··· Blok tekstu ···
W "sprawie Negreiry" nowe doniesienia pojawiają się nie tyle codziennie, co wręcz co parę godzin. Poruszane są coraz to nowe wątki i niekiedy trudno rozróżnić, co jest spekulacją medialną, a co faktem popartym dowodami. Z tego powodu przeanalizowaliśmy aktualny stan sprawy oraz jej dalszy możliwy przebieg.
FC Barcelona w latach 2001-18 (być może nawet wcześniej) przekazywała pieniądze do spółek powiązanych z ówczesnym wiceprezesem Komitetu Sędziowskiego (CTA), Jose Marią Enriquezem Negreirą. Łącznie miała być to kwota ok. 7,3 mln euro.
Ściśle tajne porozumienie
Pod względem prawnym zakres analizy jest dużo węższy, zwłaszcza czasowo, ze względu na okresy przedawnień oraz zmiany prawa we wskazanym czasie (przestępstwo korupcji w sporcie w obecnym kształcie zostało wprowadzone do hiszpańskiego porządku prawnego 23 grudnia 2010 roku).
ZOBACZ WIDEO: Kryzys "Lewego"? Tym żyje polska piłka - Z Pierwszej Piłki #33
Prokuratura doszła do konkluzji, że "FC Barcelona zawarła i utrzymywała ściśle tajne ustne porozumienie z panem Negreirą, aby ten, działając jako wiceprezes CTA i w zamian za otrzymywane pieniądze, wykonywał czynności zmierzające do faworyzowania FC Barcelony w meczach, w których występował klub".
Aktem oskarżenia objęci są Negreira, byli prezesi Barcelony Sandro Rosell 2010-14) i Josep Bartomeu (2014-20), a także Oscar Grau i Albert Soler - odpowiednio dyrektor generalny i dyrektor ds. sportów profesjonalnych za czasów Bartomeu oraz klub FC Barcelona jako osoba prawna.
Jednocześnie, Urząd Skarbowy prowadzi własne dochodzenie, zasadniczo obejmujące lata 2016-18. Ma ono charakter karnoskarbowy, a jego celem jest głównie ustalenie, kto i jakie nieopodatkowane dochody uzyskał. Urząd Skarbowy podejrzewa, że oprócz Negreiry w procederze uczestniczyły osoby trzecie, bądź ze środowiska sędziowskiego, bądź też powiązane z klubem.
Co musi się stać, żeby FC Barcelona została skazana za korupcję w sporcie?
Zgodnie z hiszpańskim kodeksem karnym przestępstwo korupcji w sporcie polega na "zachowaniu mającym na celu ustalenie z góry lub celową i oszukańczą zmianę wyniku wydarzenia lub rozgrywek sportowych" (art. 286 bis ust. 4).
··· Fragment źródła ···
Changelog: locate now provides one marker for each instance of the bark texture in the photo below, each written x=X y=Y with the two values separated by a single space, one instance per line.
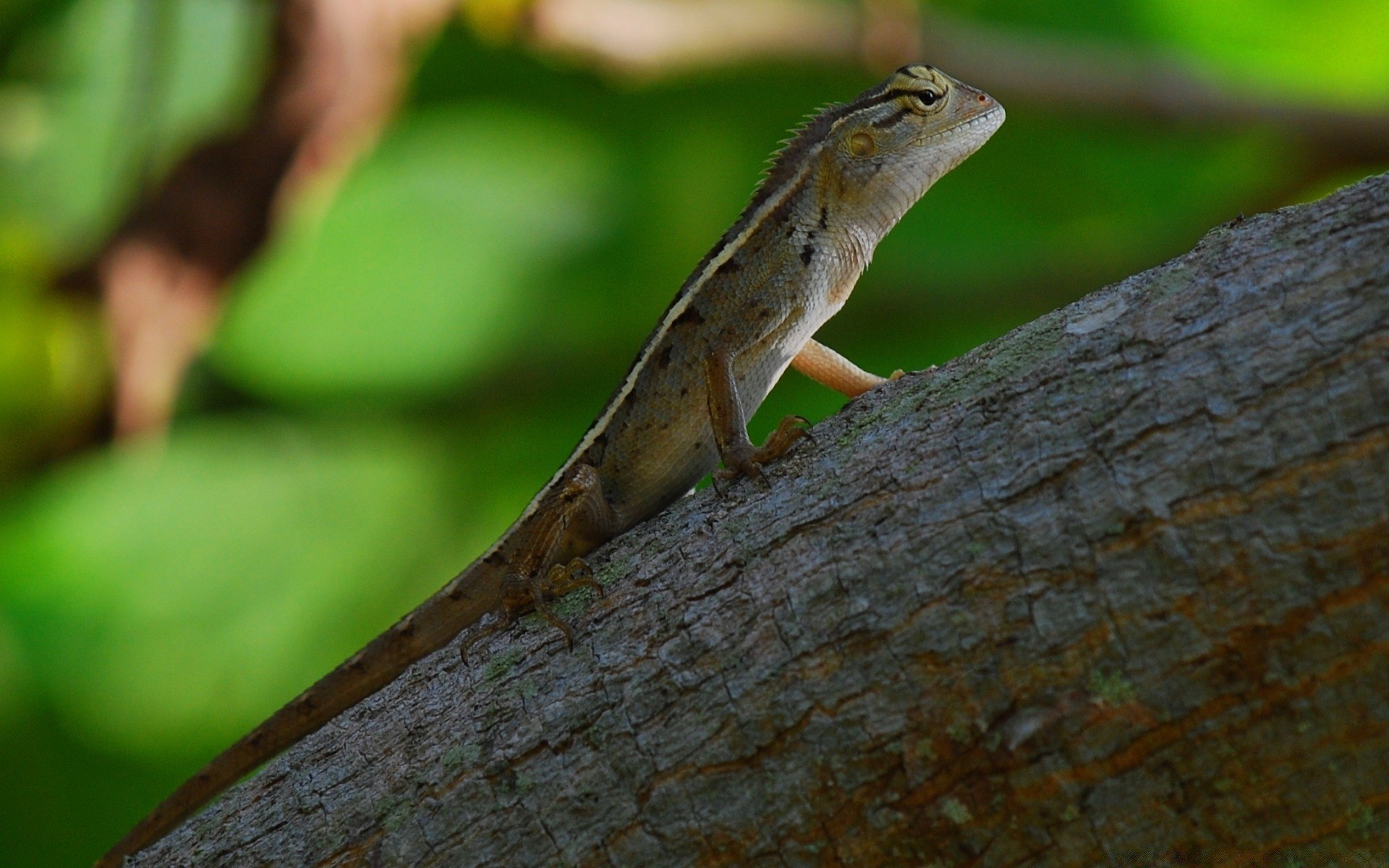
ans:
x=1109 y=590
···
Cele ćwiczenia:
1. Odpowiedz na pytania do tekstu o sprawie Negreiry:
(a) Jaka łączna kwota miała zostać przekazana spółkom powiązanym z Negreirą?
(b) Kiedy przestępstwo korupcji w sporcie w obecnym kształcie wprowadzono do hiszpańskiego porządku prawnego?
(c) Jakie lata zasadniczo obejmuje dochodzenie Urzędu Skarbowego?
2. Kontynuuj tekst o sprawie Negreiry, zaczynając po jego ostatnim zdaniu.

Odpowiedzi:
1.
(a) Ok. 7,3 mln euro.
(b) 23 grudnia 2010 roku.
(c) Lata 2016-18.

2.
Orzecznictwo wykładające wskazany przepis nie jest zbyt bogate. Całkiem niedawno miał jednak okazję wypowiedzieć się na ten temat Sąd Najwyższy Hiszpanii. W sprawie 1014/2022 określanej mianem "caso Osasuna" sąd zajmował się przebiegiem końcówki sezonu 2013/14.
Wówczas dwaj dyrektorzy Osasuny zaoferowali dwóm zawodnikom Betisu - Antonio Amayi i Alexowi Torresowi - 650 tys. euro, aby Betis pokonał Real Valladolid (który również walczył o utrzymanie) i przegrał z Osasuną. Mimo że tak się stało, Osasuna ostatecznie i tak spadła.
Co ciekawe, prokuratura w tej sprawie żądała oskarżenia Osasuny, a do tego wniosku przychyliła się LaLiga. Sąd jednak nie tylko zdecydował, że Osasuna nie zostanie oskarżona, lecz uznał ją za... ofiarę nieuczciwych działań.
Ponadto, w przytoczonym wyroku Sąd Najwyższy wskazał, że wręczenie (i przyjmowanie) "premii motywujących" do wygrania określonego meczu nie jest penalizowane. "Kupienie” i "sprzedanie" meczu rzecz jasna wyczerpuje już znamiona korupcji w sporcie i dlatego doszło do skazania oskarżonych.
W tym zakresie sąd wskazał, że aby można było mówić o przestępstwie korupcji w sporcie musiał jednocześnie zaistnieć element obiektywny (określone zachowania - np. wykonywane płatności) oraz subiektywny (cel takiego zachowania - chęć zakłócenia przebiegu rozgrywek).
Analogicznie, konieczne jest zatem ustalenie nie tylko, że FC Barcelona realizowała płatności na rzecz Negreiry, lecz także, że działała z zamiarem zakłócenia przebiegu rozgrywek. Co przy tym istotne, w orzecznictwie wskazuje się, że przestępstwo korupcji w sporcie nie ma charakteru skutkowego - nie jest konieczne wykazanie, że rzeczywiście doszło do zakłócenia przebiegu rozgrywek, lecz wyłącznie, że taki był zamiar oskarżonego.
Jak zawsze w procesie karnym mówimy oczywiście o konieczności udowodnienia tego zamiaru przez prokuraturę, tj. wykazaniu jego istnienia ponad wszelką wątpliwość. (...) Oczywiście od wyroku przysługuje stronom apelacja, a później ewentualna skarga kasacyjna. Ostateczne, prawomocne rozstrzygnięcie sprawy zajmuje z reguły kilka lat.
Co grozi Barcelonie?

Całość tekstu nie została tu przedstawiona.